======== RECORDS PROVIDED
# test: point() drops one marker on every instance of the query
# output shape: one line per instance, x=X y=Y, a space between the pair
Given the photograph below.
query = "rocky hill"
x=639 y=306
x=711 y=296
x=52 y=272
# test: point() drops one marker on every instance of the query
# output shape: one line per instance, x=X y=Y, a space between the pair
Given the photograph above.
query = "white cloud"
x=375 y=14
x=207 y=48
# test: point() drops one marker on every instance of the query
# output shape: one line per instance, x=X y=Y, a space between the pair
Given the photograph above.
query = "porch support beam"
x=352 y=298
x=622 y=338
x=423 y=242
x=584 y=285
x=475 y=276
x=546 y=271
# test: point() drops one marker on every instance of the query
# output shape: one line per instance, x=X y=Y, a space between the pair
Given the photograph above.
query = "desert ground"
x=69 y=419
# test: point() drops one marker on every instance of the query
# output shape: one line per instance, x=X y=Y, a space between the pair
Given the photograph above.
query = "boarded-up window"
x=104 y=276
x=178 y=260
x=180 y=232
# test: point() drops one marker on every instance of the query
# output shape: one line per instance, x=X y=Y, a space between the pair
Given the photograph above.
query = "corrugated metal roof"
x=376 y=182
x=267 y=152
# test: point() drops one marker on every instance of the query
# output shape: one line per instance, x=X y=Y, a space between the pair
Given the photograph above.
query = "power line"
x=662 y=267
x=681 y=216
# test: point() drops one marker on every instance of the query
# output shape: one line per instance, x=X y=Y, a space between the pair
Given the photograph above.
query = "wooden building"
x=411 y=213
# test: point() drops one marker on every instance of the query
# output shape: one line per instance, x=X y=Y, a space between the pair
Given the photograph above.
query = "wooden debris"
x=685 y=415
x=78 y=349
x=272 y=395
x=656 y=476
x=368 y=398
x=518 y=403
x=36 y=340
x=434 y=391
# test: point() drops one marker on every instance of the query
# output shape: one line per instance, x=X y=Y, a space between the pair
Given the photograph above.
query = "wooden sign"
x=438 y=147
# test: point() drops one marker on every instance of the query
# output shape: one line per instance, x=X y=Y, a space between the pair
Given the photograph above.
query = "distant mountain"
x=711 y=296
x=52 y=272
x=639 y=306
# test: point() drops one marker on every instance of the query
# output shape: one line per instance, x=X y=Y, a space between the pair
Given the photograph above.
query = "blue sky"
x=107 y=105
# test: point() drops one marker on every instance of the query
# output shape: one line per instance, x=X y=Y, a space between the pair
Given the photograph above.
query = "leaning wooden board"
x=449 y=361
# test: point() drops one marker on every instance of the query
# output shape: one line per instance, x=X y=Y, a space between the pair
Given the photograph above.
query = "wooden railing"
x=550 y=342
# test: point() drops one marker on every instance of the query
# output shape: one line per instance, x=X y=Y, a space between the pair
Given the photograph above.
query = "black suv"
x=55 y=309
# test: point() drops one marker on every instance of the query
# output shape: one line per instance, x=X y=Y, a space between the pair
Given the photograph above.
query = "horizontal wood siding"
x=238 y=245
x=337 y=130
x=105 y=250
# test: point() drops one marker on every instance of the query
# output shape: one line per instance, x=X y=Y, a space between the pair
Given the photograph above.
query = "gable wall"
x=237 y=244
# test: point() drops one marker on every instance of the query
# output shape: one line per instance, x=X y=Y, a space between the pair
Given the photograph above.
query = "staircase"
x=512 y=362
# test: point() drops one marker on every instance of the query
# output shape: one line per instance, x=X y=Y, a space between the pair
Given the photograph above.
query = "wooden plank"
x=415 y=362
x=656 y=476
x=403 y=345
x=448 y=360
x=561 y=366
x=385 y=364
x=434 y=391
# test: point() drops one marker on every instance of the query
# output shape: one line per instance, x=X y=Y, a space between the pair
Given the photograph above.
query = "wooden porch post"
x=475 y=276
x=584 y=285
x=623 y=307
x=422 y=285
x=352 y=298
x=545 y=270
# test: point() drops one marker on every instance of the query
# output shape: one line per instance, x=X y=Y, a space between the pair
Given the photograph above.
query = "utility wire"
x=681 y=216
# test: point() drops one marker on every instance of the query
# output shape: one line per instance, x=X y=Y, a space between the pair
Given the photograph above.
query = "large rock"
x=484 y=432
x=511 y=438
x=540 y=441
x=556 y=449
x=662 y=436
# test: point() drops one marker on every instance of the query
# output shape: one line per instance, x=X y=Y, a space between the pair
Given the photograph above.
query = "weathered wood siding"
================
**WHAT THE EXERCISE ASKS**. Copy these lines verbatim, from the first record through the last.

**RESPONSE TO THIS TASK**.
# test: point() drops one marker on every instance of the query
# output shape: one line per instance, x=X y=Y, a space between the pair
Given the photograph below.
query = "rocky hill"
x=639 y=306
x=711 y=296
x=52 y=272
# test: point() drops one marker on every instance of the query
# output shape: one line per instance, x=X y=Y, a space between the pair
Given the photograph above.
query = "white cloud"
x=375 y=14
x=207 y=48
# test: point() drops one marker on every instance of the query
# output shape: one line per instance, x=X y=Y, a space between the pair
Given the photograph above.
query = "porch support beam"
x=352 y=298
x=622 y=338
x=423 y=242
x=584 y=285
x=475 y=276
x=546 y=271
# test: point() drops one marker on every instance of the query
# output shape: one line per instance, x=X y=Y, a space between the pair
Given the photograph above.
query = "desert ground"
x=69 y=419
# test: point() drops one marker on every instance of the query
# output shape: one line per instance, x=X y=Y, a space between the pair
Given the photograph above.
query = "boarded-up window"
x=104 y=276
x=178 y=260
x=180 y=232
# test: point() drops one marker on every instance of the query
# output shape: one line per instance, x=X y=Y, a space between the pair
Given the photograph above.
query = "corrugated metal roof"
x=376 y=182
x=267 y=152
# test: point() drops one marker on every instance of the query
# output shape: one line per instance, x=X y=Y, a space between the pair
Given the photograph above.
query = "power line"
x=662 y=267
x=681 y=216
# test: point() drops one marker on every instance of the query
# output shape: one line per instance, x=X y=Y, a space between the pair
Given the photograph above.
query = "wooden building"
x=411 y=213
# test: point() drops one marker on every instance of the query
# output shape: one line per instance, x=X y=Y, a space between the pair
Given the photograph above.
query = "wooden debris"
x=685 y=415
x=78 y=349
x=272 y=395
x=656 y=476
x=368 y=398
x=518 y=403
x=36 y=340
x=434 y=391
# test: point() drops one marker on every instance of the query
# output shape: one line per instance, x=X y=Y, a space between the pair
Given the photograph above.
query = "wooden sign"
x=438 y=147
# test: point() drops one marker on every instance of the query
# output shape: one line per instance, x=X y=Y, a space between the pair
Given the photograph above.
query = "distant mountain"
x=711 y=296
x=52 y=272
x=639 y=306
# test: point() drops one marker on every instance of the query
# output shape: one line per instance, x=X y=Y, a space between the pair
Given the photograph above.
query = "blue sky"
x=107 y=105
# test: point() drops one marker on every instance of the query
# output shape: one line per instance, x=X y=Y, a space between the pair
Given the photograph above.
query = "leaning wooden board"
x=449 y=361
# test: point() drops one marker on every instance of the query
# output shape: one line per instance, x=X y=Y, a space between the pair
Given the photograph above.
query = "wooden railing"
x=550 y=342
# test: point() drops one marker on every instance of the query
# output shape: one line per instance, x=X y=Y, a space between the pair
Given the photograph above.
query = "black suv"
x=55 y=309
# test: point() drops one marker on every instance of the query
# output shape: one line per instance, x=X y=Y, a space between the pair
Given the photograph above.
query = "horizontal wood siding"
x=238 y=245
x=337 y=130
x=105 y=250
# test: point() drops one marker on every instance of the query
# output shape: one line per instance, x=X y=Y, a space between the pair
Given the photograph above.
query = "gable wall"
x=237 y=244
# test: point() drops one marker on every instance of the query
# output shape: one line per instance, x=X y=Y, a space between the pair
Given the photograph above.
query = "staircase"
x=512 y=362
# test: point() drops one marker on every instance of the query
# output shape: one line per instance, x=X y=Y, a space between the pair
Given the photograph above.
query = "wooden plank"
x=415 y=362
x=656 y=476
x=403 y=345
x=448 y=360
x=561 y=366
x=385 y=364
x=434 y=391
# test: point() drops one marker on every instance of the query
# output shape: one line per instance, x=X y=Y, a space between the pair
Given the photograph above.
query = "wooden porch post"
x=475 y=276
x=584 y=285
x=623 y=307
x=422 y=285
x=352 y=298
x=545 y=270
# test: point() drops one marker on every instance of the query
# output shape: one line per instance, x=X y=Y, a space between the pair
Given the photograph above.
query = "utility wire"
x=681 y=216
# test: point() drops one marker on every instance of the query
# output shape: one line per instance, x=X y=Y, a space between the pair
Given the photograph above.
query = "large rock"
x=484 y=432
x=511 y=438
x=540 y=441
x=556 y=449
x=662 y=436
# test: point() drops one marker on every instance of the query
# output shape: one line per instance, x=X y=Y, a space between the pair
Given the photograph above.
query = "weathered wood siding"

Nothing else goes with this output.